(Saved data entries)
+++

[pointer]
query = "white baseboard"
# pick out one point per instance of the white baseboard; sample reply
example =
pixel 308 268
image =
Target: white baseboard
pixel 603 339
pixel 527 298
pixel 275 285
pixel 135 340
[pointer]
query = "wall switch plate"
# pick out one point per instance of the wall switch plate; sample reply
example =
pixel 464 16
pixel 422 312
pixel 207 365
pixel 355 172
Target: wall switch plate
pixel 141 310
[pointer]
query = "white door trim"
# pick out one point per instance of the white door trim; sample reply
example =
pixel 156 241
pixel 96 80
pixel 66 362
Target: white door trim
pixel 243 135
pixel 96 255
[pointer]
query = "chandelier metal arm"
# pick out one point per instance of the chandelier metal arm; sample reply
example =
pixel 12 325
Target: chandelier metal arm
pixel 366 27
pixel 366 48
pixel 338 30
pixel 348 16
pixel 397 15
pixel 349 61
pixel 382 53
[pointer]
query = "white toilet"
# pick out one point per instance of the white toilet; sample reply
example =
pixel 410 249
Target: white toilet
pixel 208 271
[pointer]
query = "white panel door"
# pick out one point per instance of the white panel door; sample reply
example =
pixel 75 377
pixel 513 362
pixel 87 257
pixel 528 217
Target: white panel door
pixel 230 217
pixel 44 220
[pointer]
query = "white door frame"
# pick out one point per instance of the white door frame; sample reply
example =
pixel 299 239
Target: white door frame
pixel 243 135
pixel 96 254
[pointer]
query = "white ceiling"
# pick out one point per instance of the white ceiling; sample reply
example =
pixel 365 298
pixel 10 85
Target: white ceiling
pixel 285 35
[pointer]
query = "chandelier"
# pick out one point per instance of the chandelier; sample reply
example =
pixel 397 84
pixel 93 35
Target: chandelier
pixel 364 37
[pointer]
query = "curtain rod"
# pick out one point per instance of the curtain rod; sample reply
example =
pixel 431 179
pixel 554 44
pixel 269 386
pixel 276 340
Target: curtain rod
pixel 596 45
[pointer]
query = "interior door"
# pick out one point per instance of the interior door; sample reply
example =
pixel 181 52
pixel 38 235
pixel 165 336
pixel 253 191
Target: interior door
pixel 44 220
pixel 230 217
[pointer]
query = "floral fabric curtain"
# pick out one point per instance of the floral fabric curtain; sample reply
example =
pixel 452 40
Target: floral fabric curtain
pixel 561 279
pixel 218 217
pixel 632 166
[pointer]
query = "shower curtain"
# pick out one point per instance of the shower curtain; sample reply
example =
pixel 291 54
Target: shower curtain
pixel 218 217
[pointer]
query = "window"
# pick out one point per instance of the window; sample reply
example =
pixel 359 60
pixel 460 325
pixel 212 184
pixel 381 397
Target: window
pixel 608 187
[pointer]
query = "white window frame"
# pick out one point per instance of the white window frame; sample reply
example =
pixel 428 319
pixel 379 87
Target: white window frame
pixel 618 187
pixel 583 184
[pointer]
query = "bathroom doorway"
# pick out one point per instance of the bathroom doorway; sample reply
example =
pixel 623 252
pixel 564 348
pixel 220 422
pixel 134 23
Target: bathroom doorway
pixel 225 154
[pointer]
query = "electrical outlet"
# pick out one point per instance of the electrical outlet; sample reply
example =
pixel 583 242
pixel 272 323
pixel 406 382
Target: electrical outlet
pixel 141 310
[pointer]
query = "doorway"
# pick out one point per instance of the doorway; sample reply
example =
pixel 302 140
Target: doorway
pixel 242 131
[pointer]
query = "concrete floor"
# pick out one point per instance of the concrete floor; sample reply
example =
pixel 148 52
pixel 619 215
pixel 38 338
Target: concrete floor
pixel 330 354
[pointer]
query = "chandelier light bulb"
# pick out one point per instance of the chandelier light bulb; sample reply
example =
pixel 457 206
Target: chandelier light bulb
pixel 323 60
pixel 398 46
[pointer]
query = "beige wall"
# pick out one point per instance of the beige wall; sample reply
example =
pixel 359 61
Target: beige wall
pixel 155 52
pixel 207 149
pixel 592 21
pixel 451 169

+++

*Exercise goal*
Copy the records word for word, from the very start through the line holding "pixel 208 271", inclusive.

*Output*
[pointer]
query = "white baseboard"
# pick out one point per instance of the white baseboard; sample reply
example =
pixel 308 268
image =
Target: white baseboard
pixel 603 339
pixel 527 298
pixel 275 285
pixel 135 340
[pointer]
query = "wall switch plate"
# pick out one point per instance of the wall switch plate; sample reply
example =
pixel 464 16
pixel 422 312
pixel 207 365
pixel 355 172
Target: wall switch plate
pixel 141 310
[pointer]
query = "white door trim"
# pick out one point per instance of the white door trim; sample reply
example =
pixel 156 241
pixel 96 80
pixel 66 362
Target: white door trim
pixel 243 135
pixel 96 255
[pointer]
query = "chandelier metal arm"
# pick out one point per instance of the chandelier metal arm; sample reply
example =
pixel 12 325
Target: chandelier metal arm
pixel 366 27
pixel 366 48
pixel 338 30
pixel 348 16
pixel 397 15
pixel 349 61
pixel 382 53
[pointer]
query = "white toilet"
# pick out one point per instance of the white toilet; sample reply
example =
pixel 410 249
Target: white toilet
pixel 208 271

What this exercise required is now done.